(Saved entries)

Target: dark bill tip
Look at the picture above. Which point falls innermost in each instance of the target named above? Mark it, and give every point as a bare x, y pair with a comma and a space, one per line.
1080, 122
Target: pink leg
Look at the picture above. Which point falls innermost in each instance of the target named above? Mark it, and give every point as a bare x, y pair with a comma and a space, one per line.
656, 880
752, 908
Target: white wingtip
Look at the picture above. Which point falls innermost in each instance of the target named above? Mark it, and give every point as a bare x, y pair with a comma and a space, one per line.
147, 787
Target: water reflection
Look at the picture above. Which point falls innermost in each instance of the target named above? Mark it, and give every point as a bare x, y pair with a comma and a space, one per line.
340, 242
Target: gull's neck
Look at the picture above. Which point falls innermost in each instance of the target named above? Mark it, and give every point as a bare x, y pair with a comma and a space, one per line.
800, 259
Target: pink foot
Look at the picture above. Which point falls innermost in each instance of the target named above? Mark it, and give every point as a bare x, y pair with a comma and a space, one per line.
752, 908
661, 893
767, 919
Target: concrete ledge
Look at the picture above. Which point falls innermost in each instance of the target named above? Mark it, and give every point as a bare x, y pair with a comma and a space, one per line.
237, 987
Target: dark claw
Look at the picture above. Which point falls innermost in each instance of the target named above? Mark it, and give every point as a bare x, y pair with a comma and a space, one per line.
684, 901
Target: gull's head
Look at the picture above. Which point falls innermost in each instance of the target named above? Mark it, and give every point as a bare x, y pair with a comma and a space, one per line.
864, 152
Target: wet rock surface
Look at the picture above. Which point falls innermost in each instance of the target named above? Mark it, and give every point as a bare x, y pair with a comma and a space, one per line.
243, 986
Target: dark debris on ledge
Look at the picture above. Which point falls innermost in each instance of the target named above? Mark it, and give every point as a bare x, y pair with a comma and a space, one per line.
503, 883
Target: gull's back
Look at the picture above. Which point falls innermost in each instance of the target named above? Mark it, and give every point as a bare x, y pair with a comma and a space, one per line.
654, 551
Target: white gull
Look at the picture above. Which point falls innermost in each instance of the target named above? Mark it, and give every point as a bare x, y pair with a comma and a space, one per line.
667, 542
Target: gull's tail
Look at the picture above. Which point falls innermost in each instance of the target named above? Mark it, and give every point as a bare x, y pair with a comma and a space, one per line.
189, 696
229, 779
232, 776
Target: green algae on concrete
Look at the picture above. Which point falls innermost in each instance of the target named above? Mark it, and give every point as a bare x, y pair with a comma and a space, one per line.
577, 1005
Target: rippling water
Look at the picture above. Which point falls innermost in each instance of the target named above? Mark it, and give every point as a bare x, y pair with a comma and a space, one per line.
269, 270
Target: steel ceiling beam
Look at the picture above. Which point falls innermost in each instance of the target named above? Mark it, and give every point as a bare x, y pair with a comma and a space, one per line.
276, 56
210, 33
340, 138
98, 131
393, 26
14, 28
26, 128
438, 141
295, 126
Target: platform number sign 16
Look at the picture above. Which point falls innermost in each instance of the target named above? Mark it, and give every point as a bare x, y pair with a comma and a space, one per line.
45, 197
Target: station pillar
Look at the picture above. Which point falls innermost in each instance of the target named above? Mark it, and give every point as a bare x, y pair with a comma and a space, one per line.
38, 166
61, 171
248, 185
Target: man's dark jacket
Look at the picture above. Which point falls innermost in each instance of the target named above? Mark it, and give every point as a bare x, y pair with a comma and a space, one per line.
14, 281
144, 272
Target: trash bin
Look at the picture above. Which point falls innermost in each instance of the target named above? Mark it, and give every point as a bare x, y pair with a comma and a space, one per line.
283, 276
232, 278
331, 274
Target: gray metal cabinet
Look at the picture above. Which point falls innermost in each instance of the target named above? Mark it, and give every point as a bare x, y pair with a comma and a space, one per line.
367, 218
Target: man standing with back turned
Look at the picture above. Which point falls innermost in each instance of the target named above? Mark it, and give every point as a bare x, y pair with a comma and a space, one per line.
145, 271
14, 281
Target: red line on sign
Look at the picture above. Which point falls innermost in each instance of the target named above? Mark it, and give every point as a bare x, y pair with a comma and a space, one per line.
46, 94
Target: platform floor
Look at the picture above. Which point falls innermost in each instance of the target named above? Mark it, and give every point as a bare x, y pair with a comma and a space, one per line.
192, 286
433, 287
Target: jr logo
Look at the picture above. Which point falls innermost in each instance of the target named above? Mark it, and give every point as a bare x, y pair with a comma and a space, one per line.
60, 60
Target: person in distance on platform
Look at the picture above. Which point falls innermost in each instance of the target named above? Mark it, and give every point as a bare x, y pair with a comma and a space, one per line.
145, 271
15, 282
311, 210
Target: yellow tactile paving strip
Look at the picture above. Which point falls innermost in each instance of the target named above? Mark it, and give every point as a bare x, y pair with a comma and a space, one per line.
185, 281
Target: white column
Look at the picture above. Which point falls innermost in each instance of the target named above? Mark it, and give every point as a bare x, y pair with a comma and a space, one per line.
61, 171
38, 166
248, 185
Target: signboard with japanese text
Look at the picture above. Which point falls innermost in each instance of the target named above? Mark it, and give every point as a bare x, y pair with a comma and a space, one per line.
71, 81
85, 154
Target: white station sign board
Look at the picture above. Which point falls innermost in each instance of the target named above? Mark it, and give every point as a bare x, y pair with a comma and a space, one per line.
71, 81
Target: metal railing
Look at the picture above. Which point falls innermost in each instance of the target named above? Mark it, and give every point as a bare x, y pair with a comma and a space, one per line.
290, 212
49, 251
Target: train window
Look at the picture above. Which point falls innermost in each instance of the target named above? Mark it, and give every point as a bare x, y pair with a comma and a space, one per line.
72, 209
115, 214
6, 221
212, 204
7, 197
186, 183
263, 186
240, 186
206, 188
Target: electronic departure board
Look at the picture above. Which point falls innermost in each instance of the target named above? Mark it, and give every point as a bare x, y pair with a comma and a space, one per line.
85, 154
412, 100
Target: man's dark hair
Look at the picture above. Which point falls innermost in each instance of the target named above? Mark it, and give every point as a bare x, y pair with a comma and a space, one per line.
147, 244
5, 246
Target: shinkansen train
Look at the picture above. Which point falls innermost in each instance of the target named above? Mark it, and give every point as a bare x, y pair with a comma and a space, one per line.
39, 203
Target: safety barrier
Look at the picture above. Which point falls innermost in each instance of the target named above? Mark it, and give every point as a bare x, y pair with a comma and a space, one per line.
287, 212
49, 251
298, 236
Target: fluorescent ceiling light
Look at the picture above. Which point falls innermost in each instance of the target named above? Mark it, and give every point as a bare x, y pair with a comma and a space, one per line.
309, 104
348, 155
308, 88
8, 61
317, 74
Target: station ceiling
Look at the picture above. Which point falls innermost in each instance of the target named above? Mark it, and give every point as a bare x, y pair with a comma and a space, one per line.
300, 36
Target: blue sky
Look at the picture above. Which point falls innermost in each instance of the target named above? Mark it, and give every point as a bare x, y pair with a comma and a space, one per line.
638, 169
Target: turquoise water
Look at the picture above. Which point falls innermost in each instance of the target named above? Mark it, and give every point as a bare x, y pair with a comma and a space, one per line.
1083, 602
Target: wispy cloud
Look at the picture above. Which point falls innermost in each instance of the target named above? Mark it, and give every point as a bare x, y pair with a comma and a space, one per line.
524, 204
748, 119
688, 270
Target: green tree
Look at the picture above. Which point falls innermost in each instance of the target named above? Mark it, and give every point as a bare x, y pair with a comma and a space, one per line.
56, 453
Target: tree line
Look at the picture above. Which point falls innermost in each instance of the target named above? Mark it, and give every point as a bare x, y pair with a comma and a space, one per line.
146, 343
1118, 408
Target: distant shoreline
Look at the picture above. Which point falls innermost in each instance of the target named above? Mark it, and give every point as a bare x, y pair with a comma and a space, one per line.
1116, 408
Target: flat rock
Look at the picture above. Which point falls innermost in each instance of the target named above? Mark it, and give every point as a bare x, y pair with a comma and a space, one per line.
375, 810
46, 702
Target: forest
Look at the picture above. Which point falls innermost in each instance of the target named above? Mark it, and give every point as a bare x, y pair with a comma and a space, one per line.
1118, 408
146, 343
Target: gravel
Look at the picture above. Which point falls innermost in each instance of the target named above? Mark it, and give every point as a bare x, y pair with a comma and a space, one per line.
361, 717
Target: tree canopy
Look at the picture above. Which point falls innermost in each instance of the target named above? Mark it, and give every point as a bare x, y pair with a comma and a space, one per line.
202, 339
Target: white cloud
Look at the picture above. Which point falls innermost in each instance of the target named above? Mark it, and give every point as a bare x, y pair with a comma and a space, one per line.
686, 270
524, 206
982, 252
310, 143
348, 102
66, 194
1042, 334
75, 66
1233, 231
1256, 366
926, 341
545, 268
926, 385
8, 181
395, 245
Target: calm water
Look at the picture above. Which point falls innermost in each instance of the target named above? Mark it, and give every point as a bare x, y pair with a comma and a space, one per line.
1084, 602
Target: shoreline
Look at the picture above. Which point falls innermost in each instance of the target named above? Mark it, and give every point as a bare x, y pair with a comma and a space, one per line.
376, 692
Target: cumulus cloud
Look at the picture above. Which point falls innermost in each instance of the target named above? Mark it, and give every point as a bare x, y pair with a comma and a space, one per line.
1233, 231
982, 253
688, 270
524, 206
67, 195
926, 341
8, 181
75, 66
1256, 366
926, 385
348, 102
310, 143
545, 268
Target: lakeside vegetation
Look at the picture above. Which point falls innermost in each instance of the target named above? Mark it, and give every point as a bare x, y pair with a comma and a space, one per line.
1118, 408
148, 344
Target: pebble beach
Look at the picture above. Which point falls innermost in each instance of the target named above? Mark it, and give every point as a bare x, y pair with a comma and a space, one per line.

● Description of the task
Nothing but the lines above from the one containing "Target: gull's back" through the one containing "Target: green algae on concrete" should appear in the answer, each repeated exactly.

● Final answer
Target: gull's back
Look at the picture above. Which point falls innermost in each instance of the target named above? Mark it, and give every point as a bare x, y pair with a comma and a space, one per line.
654, 551
Target: white gull
Look at the picture above. Which point falls innermost in each instance of the target named above? Mark it, and give every point as a bare x, y pair with a comma and a space, one per line.
667, 542
Target: gull's tail
Look at the picture above. Which point falls innermost in each instance of the target named above? Mark it, and give every point as a bare x, y pair with a comma and a space, one per line.
189, 696
229, 779
232, 776
Target: green algae on concrete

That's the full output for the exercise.